++++ Extracted entries

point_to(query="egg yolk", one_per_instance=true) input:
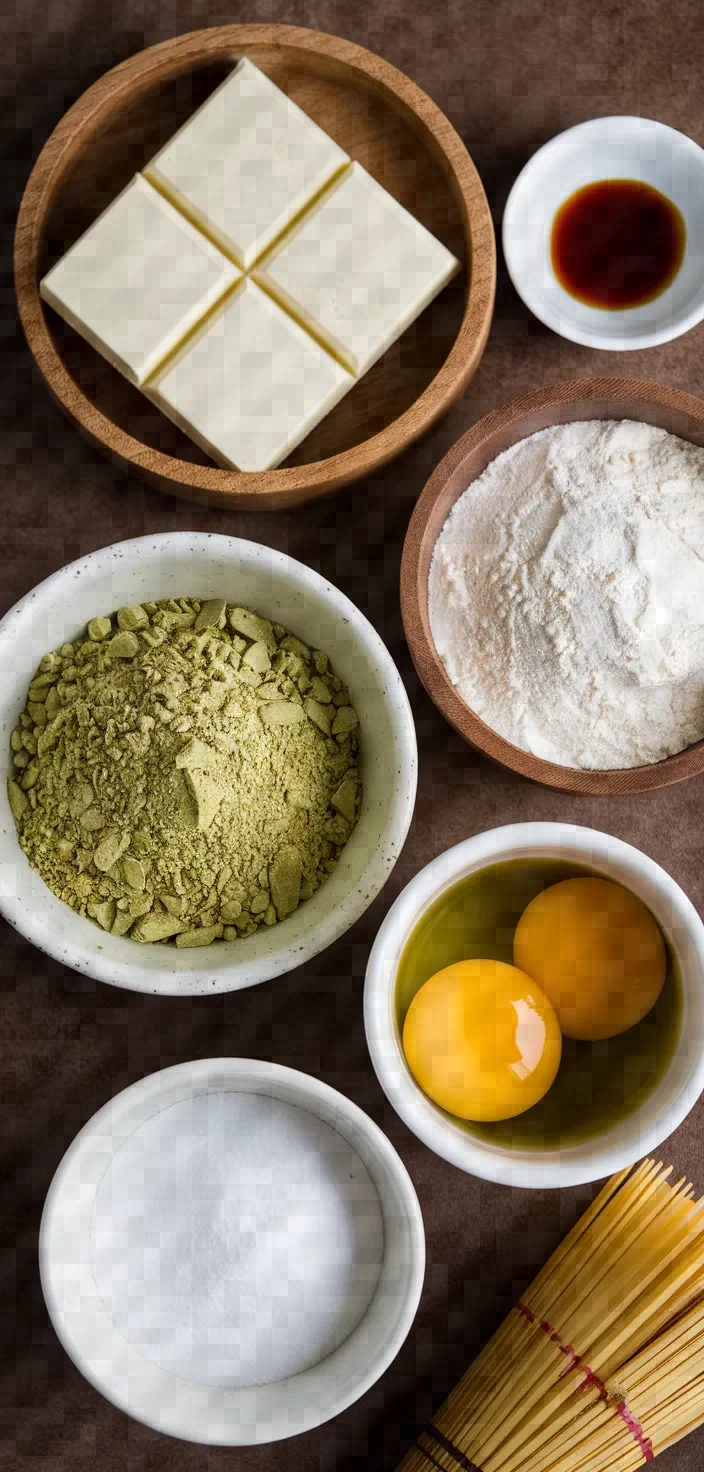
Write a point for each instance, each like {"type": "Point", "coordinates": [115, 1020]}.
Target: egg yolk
{"type": "Point", "coordinates": [482, 1039]}
{"type": "Point", "coordinates": [597, 953]}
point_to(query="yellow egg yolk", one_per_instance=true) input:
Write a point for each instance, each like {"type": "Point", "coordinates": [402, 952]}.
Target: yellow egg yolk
{"type": "Point", "coordinates": [597, 953]}
{"type": "Point", "coordinates": [482, 1039]}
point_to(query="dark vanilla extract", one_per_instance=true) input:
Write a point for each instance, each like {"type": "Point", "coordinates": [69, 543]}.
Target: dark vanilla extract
{"type": "Point", "coordinates": [617, 243]}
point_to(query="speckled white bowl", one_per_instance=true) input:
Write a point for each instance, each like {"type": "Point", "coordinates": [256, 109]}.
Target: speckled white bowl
{"type": "Point", "coordinates": [639, 1132]}
{"type": "Point", "coordinates": [176, 564]}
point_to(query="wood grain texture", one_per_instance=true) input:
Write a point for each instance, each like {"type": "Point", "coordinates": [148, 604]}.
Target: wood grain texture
{"type": "Point", "coordinates": [561, 404]}
{"type": "Point", "coordinates": [388, 124]}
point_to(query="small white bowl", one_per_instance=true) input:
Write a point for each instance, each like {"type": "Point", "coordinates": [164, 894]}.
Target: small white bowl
{"type": "Point", "coordinates": [636, 1134]}
{"type": "Point", "coordinates": [174, 564]}
{"type": "Point", "coordinates": [607, 147]}
{"type": "Point", "coordinates": [209, 1413]}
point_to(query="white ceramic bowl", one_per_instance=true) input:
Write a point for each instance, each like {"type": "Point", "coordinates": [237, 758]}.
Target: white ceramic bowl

++++++++

= Direction =
Copy out the listing exactly as it stands, but not the pictures.

= Solution for this task =
point_to(query="egg yolk", one_per_instance=true) input:
Write a point for each instance, each like {"type": "Point", "coordinates": [115, 1020]}.
Target: egg yolk
{"type": "Point", "coordinates": [482, 1039]}
{"type": "Point", "coordinates": [597, 953]}
point_to(query="yellow egg yolk", one_per_instance=true) input:
Write a point for each instance, each like {"type": "Point", "coordinates": [402, 952]}.
Target: yellow egg yolk
{"type": "Point", "coordinates": [597, 953]}
{"type": "Point", "coordinates": [482, 1039]}
point_to(query="dark vanilla extract", one_per_instance=true) input:
Write a point for each instance, each like {"type": "Point", "coordinates": [69, 543]}.
Target: dark vanilla extract
{"type": "Point", "coordinates": [617, 243]}
point_to(query="speckled white bowl", one_per_instance=true) input:
Write a point for each instance, each like {"type": "Point", "coordinates": [256, 109]}.
Target: speckled white bowl
{"type": "Point", "coordinates": [639, 1132]}
{"type": "Point", "coordinates": [176, 564]}
point_to(query="wood grain texture", one_per_instance=true) input:
Write a point for each instance, each like {"type": "Point", "coordinates": [148, 604]}.
Target: wood grain texture
{"type": "Point", "coordinates": [561, 404]}
{"type": "Point", "coordinates": [388, 124]}
point_to(query="small white bowl", one_per_instance=true) input:
Write a point for each instance, each like {"type": "Point", "coordinates": [164, 894]}.
Target: small white bowl
{"type": "Point", "coordinates": [636, 1134]}
{"type": "Point", "coordinates": [174, 564]}
{"type": "Point", "coordinates": [607, 147]}
{"type": "Point", "coordinates": [209, 1413]}
point_to(query="white ceramic bowl", one_per_instance=true) input:
Write a point for each instance, each like {"type": "Point", "coordinates": [237, 758]}.
Target: white ceramic bowl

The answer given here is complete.